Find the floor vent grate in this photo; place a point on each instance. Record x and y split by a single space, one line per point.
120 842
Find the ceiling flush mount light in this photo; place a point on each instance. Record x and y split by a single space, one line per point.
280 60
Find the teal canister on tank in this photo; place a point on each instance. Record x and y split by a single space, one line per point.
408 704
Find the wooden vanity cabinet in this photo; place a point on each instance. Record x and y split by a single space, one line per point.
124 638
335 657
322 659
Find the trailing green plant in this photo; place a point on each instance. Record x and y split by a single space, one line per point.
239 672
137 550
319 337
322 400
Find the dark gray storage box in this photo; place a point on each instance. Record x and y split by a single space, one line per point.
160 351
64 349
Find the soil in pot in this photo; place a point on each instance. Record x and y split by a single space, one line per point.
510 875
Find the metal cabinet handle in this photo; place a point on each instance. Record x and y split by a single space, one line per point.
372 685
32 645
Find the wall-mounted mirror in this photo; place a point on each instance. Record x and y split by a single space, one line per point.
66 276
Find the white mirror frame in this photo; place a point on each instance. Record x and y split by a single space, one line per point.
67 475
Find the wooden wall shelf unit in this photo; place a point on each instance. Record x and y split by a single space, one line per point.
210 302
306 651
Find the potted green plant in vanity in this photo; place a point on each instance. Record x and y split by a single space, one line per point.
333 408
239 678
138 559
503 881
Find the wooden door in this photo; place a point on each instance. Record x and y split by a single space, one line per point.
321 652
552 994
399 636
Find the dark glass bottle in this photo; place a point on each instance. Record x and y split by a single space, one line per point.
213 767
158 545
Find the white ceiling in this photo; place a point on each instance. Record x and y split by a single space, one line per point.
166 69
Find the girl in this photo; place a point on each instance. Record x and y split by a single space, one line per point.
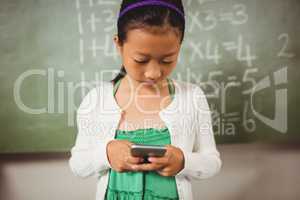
114 115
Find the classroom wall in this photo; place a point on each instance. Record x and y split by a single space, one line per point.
250 171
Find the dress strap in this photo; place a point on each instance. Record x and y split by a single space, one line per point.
116 86
170 86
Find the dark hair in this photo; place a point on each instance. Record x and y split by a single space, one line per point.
148 16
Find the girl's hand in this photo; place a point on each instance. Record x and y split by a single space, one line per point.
118 153
168 165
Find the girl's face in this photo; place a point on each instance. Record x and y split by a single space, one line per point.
149 54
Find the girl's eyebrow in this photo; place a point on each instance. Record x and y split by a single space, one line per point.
166 55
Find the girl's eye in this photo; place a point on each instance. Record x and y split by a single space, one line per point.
141 61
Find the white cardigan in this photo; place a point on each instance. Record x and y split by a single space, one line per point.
187 118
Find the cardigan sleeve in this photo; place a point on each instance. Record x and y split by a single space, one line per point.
88 155
204 161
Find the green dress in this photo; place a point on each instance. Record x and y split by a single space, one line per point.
142 185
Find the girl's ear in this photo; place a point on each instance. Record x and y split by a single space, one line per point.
118 44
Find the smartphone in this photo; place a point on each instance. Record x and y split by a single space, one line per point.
142 150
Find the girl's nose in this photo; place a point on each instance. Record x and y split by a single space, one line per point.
153 73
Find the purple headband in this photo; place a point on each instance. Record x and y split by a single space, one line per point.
150 2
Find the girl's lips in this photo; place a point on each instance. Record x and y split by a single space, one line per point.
149 82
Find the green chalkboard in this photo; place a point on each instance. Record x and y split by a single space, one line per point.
244 54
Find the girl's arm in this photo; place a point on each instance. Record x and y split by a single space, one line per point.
88 155
204 161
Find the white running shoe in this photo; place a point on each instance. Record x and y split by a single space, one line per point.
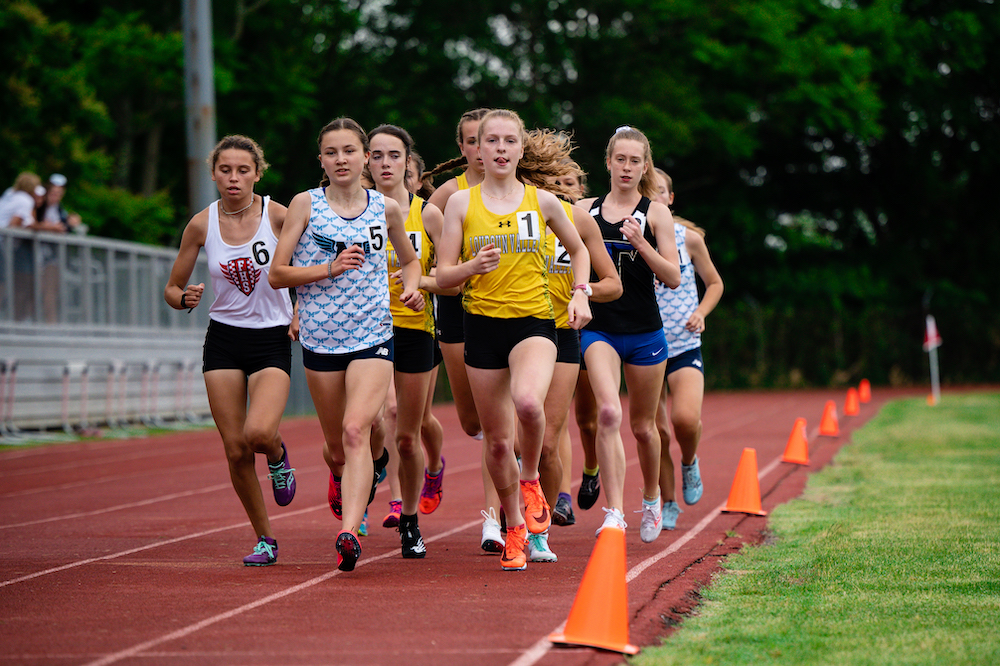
652 521
538 548
612 518
670 512
492 540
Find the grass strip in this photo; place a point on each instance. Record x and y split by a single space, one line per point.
891 556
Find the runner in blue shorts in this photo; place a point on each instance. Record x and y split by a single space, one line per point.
627 333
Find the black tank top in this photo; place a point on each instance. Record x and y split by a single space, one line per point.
636 311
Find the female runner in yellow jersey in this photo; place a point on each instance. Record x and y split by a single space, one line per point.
450 330
497 229
391 150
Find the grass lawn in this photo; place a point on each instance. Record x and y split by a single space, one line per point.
891 556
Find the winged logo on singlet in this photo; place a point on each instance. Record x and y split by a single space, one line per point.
335 247
242 273
620 250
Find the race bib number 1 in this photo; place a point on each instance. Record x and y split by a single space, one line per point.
528 226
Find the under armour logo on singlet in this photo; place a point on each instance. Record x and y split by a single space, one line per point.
242 273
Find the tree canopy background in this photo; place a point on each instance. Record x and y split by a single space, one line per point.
841 155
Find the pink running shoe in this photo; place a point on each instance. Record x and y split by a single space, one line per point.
395 510
430 496
333 496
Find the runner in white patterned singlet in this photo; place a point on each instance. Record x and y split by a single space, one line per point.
683 322
333 251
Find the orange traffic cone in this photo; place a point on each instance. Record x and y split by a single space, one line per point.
599 617
865 391
852 405
797 449
744 497
828 426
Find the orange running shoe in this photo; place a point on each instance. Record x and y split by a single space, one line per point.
536 509
512 558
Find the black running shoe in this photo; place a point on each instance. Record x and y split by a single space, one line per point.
563 513
590 490
348 551
413 543
380 465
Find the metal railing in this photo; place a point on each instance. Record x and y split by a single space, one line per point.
86 338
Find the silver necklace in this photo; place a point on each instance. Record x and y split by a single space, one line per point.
236 212
509 192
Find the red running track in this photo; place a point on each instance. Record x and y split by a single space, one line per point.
131 552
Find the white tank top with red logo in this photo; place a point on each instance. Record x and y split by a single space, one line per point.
243 296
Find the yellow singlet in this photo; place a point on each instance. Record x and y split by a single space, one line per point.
560 273
519 285
403 316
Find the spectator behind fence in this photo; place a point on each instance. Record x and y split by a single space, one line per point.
52 217
17 209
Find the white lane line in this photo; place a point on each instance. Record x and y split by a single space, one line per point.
535 653
221 617
167 542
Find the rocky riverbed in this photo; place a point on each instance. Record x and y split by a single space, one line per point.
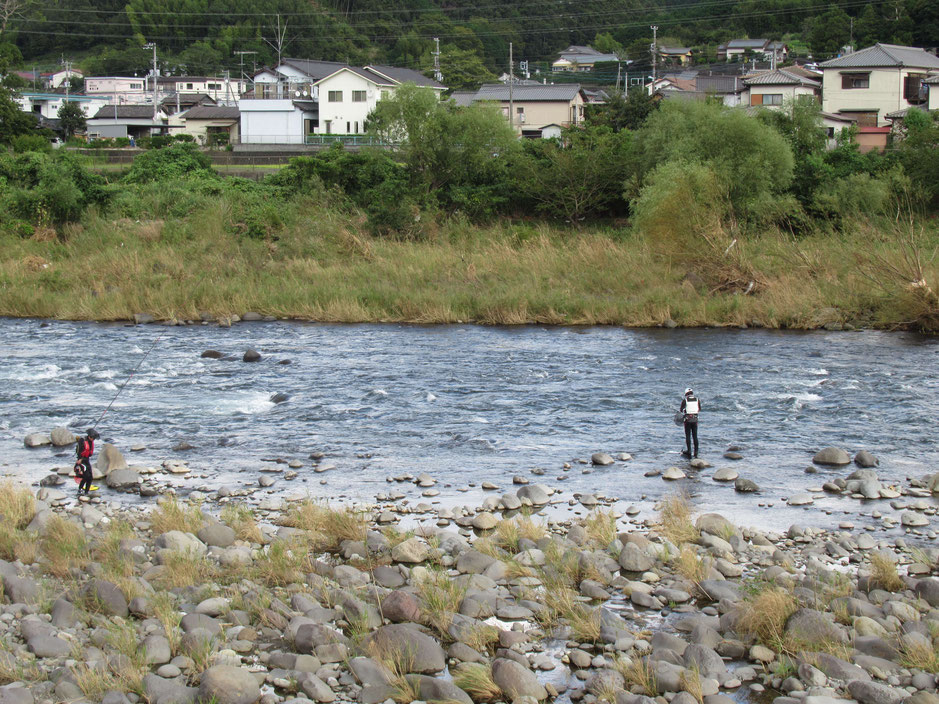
237 595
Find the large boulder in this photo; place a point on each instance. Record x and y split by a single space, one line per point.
61 437
123 479
516 680
109 459
811 626
107 598
425 653
832 456
229 685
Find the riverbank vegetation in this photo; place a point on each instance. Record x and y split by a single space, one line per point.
690 213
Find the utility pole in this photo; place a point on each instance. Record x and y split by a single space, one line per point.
655 53
156 104
437 75
511 89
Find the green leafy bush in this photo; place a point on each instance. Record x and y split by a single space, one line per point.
174 162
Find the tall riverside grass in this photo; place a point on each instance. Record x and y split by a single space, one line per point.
179 256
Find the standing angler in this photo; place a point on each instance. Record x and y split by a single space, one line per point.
84 449
690 405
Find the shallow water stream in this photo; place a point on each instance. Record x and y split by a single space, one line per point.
470 404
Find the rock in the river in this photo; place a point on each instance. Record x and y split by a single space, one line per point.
123 479
833 456
516 680
229 685
427 657
37 440
109 459
62 436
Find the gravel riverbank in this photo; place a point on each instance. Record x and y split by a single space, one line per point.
243 596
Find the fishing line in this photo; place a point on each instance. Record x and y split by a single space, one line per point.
146 354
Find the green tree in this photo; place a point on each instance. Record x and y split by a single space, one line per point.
622 111
606 44
456 157
72 118
752 160
577 176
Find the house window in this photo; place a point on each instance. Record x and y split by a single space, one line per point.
913 91
854 81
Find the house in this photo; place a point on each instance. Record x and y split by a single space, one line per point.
772 89
300 98
881 79
180 102
581 59
115 121
209 124
744 49
932 93
537 107
675 56
47 104
348 95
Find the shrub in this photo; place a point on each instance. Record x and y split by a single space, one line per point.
178 161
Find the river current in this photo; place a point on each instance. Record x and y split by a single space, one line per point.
469 404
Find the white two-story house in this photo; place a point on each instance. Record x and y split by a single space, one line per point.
873 82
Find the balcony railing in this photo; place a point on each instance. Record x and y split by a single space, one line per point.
347 140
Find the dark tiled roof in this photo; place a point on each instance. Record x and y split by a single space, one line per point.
885 56
212 112
125 112
405 75
493 91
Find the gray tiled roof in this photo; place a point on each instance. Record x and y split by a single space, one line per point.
566 92
780 77
126 112
885 55
315 69
405 75
746 43
212 112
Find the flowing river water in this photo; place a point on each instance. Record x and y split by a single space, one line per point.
470 404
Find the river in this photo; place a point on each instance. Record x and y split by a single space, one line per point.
469 404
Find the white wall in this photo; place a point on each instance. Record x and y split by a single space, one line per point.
884 94
347 117
271 122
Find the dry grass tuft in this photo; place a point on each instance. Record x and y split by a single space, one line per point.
440 597
764 616
185 570
641 673
64 546
884 573
601 527
172 515
675 520
476 680
241 519
17 505
326 527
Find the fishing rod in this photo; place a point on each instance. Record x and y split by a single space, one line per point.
126 381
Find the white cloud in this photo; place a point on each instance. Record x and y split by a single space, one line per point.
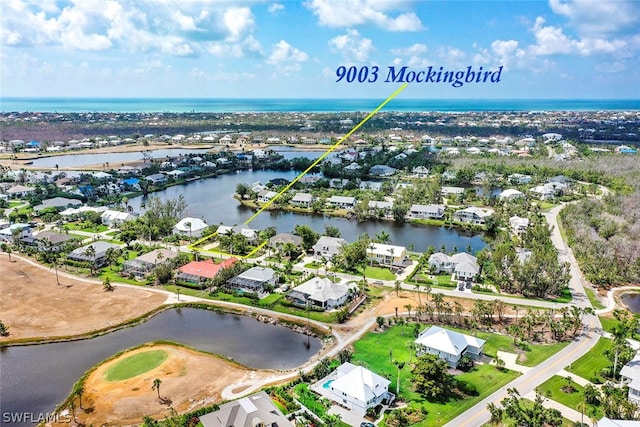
284 52
350 13
275 7
352 46
551 40
416 49
597 18
176 28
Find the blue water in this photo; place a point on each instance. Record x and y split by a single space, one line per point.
185 105
327 384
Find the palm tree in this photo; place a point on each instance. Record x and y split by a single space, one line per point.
90 252
399 365
397 286
408 307
156 386
78 392
417 286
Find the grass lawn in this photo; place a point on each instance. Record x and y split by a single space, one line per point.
590 365
135 365
593 299
377 350
89 228
536 354
510 422
313 265
266 302
379 273
553 389
608 323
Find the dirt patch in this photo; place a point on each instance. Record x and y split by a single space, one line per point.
189 380
33 305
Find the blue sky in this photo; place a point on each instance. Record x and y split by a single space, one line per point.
291 49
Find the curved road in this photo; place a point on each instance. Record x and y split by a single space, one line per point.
478 414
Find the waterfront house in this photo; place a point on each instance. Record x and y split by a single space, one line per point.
156 178
451 191
58 203
192 227
284 238
302 200
449 345
380 206
321 293
22 232
441 262
630 375
18 191
112 218
472 215
250 234
256 279
51 241
99 256
387 255
466 266
338 183
426 211
518 178
358 388
266 195
420 172
327 247
342 202
256 410
518 224
510 194
145 263
198 272
382 170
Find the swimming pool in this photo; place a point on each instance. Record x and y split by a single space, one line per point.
327 384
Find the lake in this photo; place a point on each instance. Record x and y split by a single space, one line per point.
632 301
36 378
212 200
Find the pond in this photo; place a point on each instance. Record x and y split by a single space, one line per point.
212 200
114 159
36 378
632 301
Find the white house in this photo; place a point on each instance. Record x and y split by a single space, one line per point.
358 388
472 215
113 218
440 262
466 266
510 194
192 227
386 254
630 374
327 247
322 293
343 202
518 178
266 195
518 224
426 211
420 172
250 411
302 200
23 231
449 345
451 191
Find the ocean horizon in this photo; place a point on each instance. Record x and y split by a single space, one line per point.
310 105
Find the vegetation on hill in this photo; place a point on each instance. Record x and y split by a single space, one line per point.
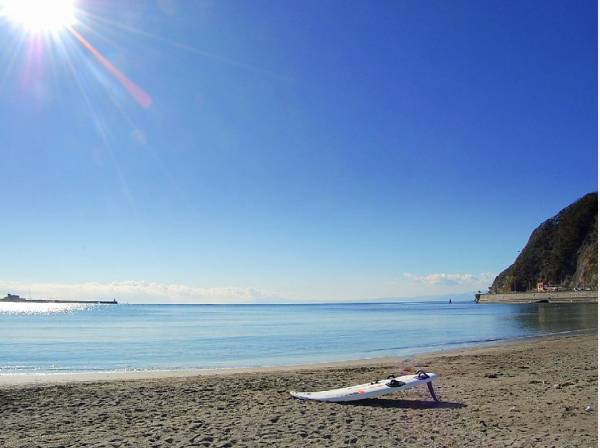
563 251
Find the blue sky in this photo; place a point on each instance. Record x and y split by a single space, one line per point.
306 150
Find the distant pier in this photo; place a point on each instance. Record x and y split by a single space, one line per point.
540 297
16 298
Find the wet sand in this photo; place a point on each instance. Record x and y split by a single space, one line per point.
523 394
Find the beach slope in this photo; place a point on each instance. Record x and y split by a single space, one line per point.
521 394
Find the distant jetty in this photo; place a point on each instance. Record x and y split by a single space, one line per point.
16 298
540 297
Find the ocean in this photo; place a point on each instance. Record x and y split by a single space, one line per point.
57 338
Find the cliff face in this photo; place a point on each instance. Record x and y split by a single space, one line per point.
562 251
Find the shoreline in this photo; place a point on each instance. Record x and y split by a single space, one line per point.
539 392
27 379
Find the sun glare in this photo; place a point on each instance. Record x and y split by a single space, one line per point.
37 16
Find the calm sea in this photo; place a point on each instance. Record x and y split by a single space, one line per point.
66 338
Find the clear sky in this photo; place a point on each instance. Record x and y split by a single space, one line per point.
331 150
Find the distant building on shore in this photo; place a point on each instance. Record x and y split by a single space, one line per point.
13 298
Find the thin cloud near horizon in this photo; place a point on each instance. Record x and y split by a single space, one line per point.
141 291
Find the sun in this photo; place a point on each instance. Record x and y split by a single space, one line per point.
39 16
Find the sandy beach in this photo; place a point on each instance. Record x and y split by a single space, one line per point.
521 394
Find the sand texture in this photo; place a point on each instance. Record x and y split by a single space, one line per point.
527 394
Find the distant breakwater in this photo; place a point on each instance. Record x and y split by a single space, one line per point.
540 297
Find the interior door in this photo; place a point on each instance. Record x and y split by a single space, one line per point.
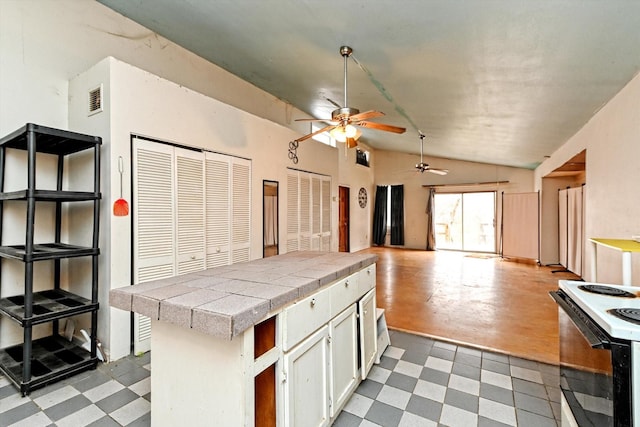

━━━━━━━━━━━━━━━━

Instructions to follow: Report every line of the records above that contains the word "gray", copying each such line in full. A match must agree in case.

Reply:
Find the dark gray storage box in this photo; place a point on each instance. Record x and y split by a single space, one line per point.
Find the gray tiled roof in this photo; place a point on each instance. Record x and y split by a single space, one line per point.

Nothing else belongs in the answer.